- _WORK REQUIRED_: The entries are to be reproduced verbatim, and their pictures left out.

- _EXERCISE MATERIALS_:
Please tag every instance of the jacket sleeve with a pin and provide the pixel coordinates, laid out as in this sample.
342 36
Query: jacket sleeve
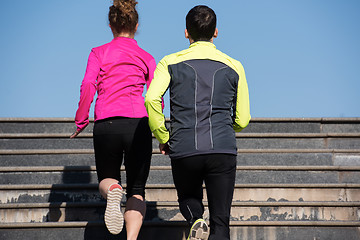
242 112
87 92
153 101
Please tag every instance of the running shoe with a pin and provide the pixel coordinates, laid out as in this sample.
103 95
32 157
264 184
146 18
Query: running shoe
199 230
114 219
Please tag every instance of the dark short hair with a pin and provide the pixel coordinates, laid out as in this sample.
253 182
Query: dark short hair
201 23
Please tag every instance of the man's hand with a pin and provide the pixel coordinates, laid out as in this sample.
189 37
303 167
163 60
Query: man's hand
75 134
164 148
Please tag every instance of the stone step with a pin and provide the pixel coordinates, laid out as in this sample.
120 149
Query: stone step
250 157
169 211
266 230
249 141
260 125
88 193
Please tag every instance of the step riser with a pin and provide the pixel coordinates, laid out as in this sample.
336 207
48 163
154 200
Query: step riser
55 214
254 127
165 177
244 143
158 195
180 233
243 159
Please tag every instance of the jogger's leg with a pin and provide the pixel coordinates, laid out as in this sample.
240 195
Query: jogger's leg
220 181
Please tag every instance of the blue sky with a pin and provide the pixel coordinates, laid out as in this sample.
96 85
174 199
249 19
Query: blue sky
301 58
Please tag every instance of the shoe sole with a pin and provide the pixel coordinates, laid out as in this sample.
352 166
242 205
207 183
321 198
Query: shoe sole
114 219
199 231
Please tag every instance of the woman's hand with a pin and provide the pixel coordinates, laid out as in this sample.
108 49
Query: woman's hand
164 148
75 134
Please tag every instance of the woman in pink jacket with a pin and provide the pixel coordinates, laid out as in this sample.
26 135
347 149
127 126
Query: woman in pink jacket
118 71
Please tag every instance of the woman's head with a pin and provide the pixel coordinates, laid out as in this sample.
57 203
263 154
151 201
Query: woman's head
201 23
123 17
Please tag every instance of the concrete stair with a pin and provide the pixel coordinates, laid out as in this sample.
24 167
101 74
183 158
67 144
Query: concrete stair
296 179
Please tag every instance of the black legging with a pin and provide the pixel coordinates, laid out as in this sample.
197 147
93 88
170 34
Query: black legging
218 171
124 139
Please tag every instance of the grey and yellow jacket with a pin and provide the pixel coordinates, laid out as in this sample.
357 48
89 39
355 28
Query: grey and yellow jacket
209 99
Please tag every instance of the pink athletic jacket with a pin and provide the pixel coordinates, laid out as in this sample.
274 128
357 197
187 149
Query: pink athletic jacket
117 71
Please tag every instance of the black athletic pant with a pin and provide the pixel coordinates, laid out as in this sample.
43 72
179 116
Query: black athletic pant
218 172
128 140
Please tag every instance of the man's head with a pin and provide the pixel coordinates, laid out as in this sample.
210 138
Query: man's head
201 24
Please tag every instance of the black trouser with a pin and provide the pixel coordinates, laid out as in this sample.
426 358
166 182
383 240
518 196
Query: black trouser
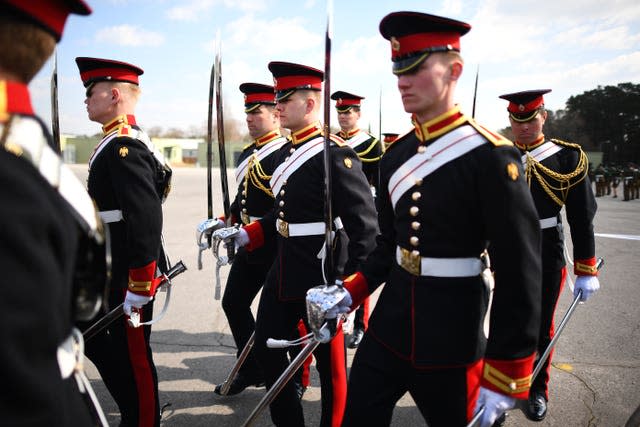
552 284
243 284
379 378
123 357
276 319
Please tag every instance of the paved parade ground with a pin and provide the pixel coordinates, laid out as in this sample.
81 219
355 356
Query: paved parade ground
595 380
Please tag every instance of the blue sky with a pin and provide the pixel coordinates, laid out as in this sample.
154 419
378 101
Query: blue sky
569 46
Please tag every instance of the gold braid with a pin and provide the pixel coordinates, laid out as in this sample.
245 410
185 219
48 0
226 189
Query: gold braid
535 168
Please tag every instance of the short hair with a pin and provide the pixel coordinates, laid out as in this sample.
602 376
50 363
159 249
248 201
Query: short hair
24 47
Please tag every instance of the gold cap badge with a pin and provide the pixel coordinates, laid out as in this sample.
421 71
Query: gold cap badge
512 171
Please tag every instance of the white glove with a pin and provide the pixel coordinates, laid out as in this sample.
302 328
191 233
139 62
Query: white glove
134 300
342 306
495 404
588 285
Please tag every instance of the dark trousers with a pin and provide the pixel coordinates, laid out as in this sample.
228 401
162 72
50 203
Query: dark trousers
123 357
276 319
379 378
243 284
552 285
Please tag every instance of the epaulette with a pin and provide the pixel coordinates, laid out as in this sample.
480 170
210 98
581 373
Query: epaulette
567 144
337 140
396 141
494 138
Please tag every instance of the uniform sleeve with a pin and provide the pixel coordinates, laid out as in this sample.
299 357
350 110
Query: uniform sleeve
515 246
581 209
353 203
133 177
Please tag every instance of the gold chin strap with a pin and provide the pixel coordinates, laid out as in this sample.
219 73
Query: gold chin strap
534 168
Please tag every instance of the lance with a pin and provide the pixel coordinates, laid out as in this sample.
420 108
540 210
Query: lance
475 92
328 272
55 118
563 323
118 312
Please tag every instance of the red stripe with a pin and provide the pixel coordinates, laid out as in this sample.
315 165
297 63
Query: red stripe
474 373
143 375
338 377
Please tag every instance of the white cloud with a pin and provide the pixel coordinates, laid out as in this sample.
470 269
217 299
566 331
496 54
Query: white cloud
129 35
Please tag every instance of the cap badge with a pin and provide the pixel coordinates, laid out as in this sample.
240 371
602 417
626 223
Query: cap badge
395 44
512 171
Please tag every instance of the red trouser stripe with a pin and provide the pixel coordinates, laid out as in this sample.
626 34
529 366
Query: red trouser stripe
338 377
474 372
143 376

- _RESULT FOR THIS TASK_:
Please tag every instance of the jacket sleeve with a pin and provide the pixel coordinates, laid out as in this sample.
342 36
Query: jacket sleeve
242 112
87 92
153 101
Please tag every instance of the running shoe with a pin and provide the pixel coordinates, laid out as in this sample.
103 95
32 157
264 184
146 18
Query: running shoe
199 230
114 219
Please tag every instance of the dark short hair with a pin and provide the pixel coordinates, laid out as in this sample.
253 182
Query: dark short hair
201 23
Please tag every instance of the man's hand with a pin and provide the pixel coordinates, laid out as in this sample.
189 37
303 167
163 60
Query: man's hand
75 134
164 148
Please tag every instance of the stone step with a pin and provide the pixel coordinates, laid out as in this sample.
120 149
Query: stone step
250 157
169 211
266 230
249 141
260 125
88 193
Please tag every instance of the step riser with a pin and provide the pixel coordinates, laid out as in this sample.
336 207
48 163
154 200
Query: step riser
55 214
254 127
165 177
244 143
158 195
180 233
243 159
Please tag every instance of the jogger's leg with a pin and provide the pixel coordinates, laid out as in this sample.
240 195
Query: jogger's leg
220 181
Please tag every instance of the blue sky with a pin and provide the pixel coordinates, laid out as in this sample.
96 85
174 199
249 19
Query: blue sky
301 58
Please tag every instance of the shoe sole with a pin and provide the pixel coordinates, laid out as in this sample.
352 166
242 205
207 183
321 198
Query: shoe sole
114 219
199 231
Please tag every instance of the woman's hand with a pin and provide the pixel coordinates, laid out as in this sample.
108 49
Query: woman's hand
164 148
75 134
Please tag every instance of the woman in pink jacket with a pin and provide the pixel coordinates, laid out as in this sample.
26 135
347 149
127 126
Query: woman in pink jacket
118 71
Please tag every instance of the woman's head with a pin and provide the pixel coordinates, laid out as in this sample.
57 203
263 154
151 201
Query: woman's head
201 23
123 17
Please tag every instance of the concrete stair with a pin and provide the pixel coordinates, laid out as in this sample.
24 167
101 74
183 158
67 144
Query: concrete stair
296 179
Please tag every instance of the black legging with a pin and provide the pixel coordinates, laid out as in this sample.
197 147
93 88
170 34
Query: black legging
218 171
124 139
Please tag every instance of the grey and yellow jacket with a pin and provide the pixel coordinates, laid out as in this sample.
357 48
89 39
355 28
Query: grey and yellow jacket
209 99
Please tag every instance of the pink athletic jacket with a pin and provide the pixel coordinates, laid out as in this sample.
274 128
357 197
187 149
Query: pink athletic jacket
117 71
Please tag every instance of the black athletic pant with a pin and provide the pixel coordinates, laid out as in this sample.
43 72
179 116
Query: black athletic pant
218 172
128 140
Please tag every instance of the man's head with a pin and provide the pixel coordinates, laid out as in this sample.
210 138
Query: man's head
201 24
Please tag every instance of the black trouser with a pin and provide the pixel coordinates, laid out as in this sample.
426 358
166 182
383 240
518 196
Query: black trouser
552 284
243 284
379 378
123 357
276 319
Please tag every instance of the paved parade ground with a pin and provide the pixel coordinates, laid out as in this sample.
81 219
355 356
Query: paved parade ground
595 380
Please tag every instance of the blue sky with a pin and provide the pixel coordinates, laid out as in this sample.
154 419
378 101
Query: blue sky
569 46
Please tag every instance of the gold braid with a pin and provide the pixel coordinates, laid out as in this sample.
245 410
185 219
48 0
226 189
Query: gold braid
535 168
Please tag every instance of the short hair with a pin and provide the pixel coordinates, laid out as in this sample.
602 376
50 363
159 249
248 201
Query: short hair
24 47
Please tag every instance of the gold cap badge with a pin and provide the pixel coordinates, laid out as in this sample.
421 71
Query: gold cap badge
512 171
Please tag every instance of the white glove with a pin and provide the pixel coordinates, laid out as in this sample.
302 328
191 233
139 62
Query: white glove
134 300
342 306
495 404
588 285
Please tag every instance of the dark trousers with a pin and provide the pixel coordinates, laid out as in this sample.
228 401
162 72
50 203
Query: dark trousers
123 357
276 319
379 378
243 284
552 285
Please tag every instance of the epaulette with a pin and provide the pixel coordinates, laid out as in this sample.
480 170
210 98
581 373
Query: epaulette
567 144
337 140
396 141
494 138
Please tag every instance of the uniform sleeve with a pin and provide the pixel coordinates, laid out as in this sample.
299 357
350 110
Query: uniform sleeve
515 246
581 209
353 203
133 177
Please tag every instance of the gold chin strap with a pin and provide the pixel coordinates, laid out as in this sample.
219 73
Query: gold chin strap
534 168
Please tag every instance of the lance with a pin and provide the pixel coordinates, laid out as in this sample.
420 108
540 210
Query: lance
475 92
328 272
55 118
563 323
118 312
Please tag every instance of the red stripe with a pin and provide the pixel coordinates, laid out as in this sample.
315 165
297 63
Query: red stripe
474 373
143 375
338 377
Please tag every instance of the white cloud with a pin and provide the pixel coordinates, laid out as in this sample.
470 269
217 299
566 331
496 54
Query: white cloud
129 35
Please tag every instance of the cap badge with a pin and provide the pixel coordinates, laid out as in this sample.
240 371
602 417
626 223
Query: cap badge
395 44
512 171
Please tag every instance of the red trouser stripe with a pin and provide the pixel coordinates, laid out as in this sample.
626 34
529 366
Query: red trouser stripe
338 377
474 372
143 376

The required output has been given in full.